• Given exercise:
Count the lines in the records below that contain the string "fixture", treating uppercase and lowercase as different, and reply with that number alone.

• Information shown:
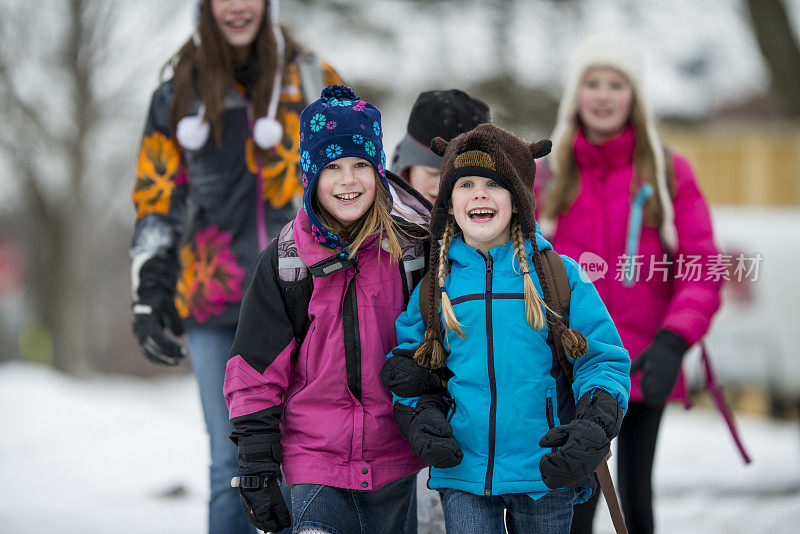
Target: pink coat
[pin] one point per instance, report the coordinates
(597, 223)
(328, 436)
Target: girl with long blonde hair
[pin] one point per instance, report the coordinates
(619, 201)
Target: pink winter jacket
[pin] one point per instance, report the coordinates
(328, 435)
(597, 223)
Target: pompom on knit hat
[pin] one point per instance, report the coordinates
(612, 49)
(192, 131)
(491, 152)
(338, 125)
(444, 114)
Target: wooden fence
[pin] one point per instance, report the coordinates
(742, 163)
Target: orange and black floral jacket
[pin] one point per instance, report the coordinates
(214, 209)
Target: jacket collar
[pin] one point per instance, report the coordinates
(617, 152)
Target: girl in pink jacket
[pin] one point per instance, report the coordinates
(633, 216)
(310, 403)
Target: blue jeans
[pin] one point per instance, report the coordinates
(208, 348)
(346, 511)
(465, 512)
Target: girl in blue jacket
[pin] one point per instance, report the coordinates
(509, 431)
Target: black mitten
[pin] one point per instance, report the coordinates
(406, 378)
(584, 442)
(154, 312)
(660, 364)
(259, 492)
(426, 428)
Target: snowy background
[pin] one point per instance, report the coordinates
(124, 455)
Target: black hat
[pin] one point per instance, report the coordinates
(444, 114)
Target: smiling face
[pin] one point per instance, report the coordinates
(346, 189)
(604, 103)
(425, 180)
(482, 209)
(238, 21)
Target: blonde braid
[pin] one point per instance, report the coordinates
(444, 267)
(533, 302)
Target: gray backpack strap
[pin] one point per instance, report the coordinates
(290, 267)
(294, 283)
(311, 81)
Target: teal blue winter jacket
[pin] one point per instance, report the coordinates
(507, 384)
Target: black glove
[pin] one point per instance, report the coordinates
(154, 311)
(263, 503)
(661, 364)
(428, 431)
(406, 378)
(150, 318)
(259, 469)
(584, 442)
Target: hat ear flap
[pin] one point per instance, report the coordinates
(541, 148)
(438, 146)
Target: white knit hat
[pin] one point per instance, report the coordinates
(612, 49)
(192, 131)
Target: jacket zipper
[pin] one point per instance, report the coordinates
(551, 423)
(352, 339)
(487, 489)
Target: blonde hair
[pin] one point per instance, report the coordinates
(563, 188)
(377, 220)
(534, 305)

...

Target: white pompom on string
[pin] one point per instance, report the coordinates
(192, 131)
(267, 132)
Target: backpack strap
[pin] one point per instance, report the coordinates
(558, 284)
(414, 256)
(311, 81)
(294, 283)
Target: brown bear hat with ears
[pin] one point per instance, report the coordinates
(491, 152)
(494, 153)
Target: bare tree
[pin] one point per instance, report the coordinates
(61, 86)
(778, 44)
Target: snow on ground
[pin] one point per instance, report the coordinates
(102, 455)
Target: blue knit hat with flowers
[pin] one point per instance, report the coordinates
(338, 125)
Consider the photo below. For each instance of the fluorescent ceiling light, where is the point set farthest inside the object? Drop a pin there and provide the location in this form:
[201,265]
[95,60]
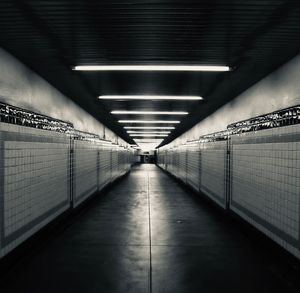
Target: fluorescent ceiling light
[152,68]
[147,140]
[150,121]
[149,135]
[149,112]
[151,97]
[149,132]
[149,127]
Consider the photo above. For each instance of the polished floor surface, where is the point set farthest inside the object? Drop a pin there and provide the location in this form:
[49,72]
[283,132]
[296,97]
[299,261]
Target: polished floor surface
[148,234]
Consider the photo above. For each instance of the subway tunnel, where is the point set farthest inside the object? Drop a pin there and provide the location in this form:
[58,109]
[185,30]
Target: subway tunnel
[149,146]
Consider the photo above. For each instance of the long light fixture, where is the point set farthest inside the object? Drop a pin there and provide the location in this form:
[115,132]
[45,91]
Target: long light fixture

• Correct response:
2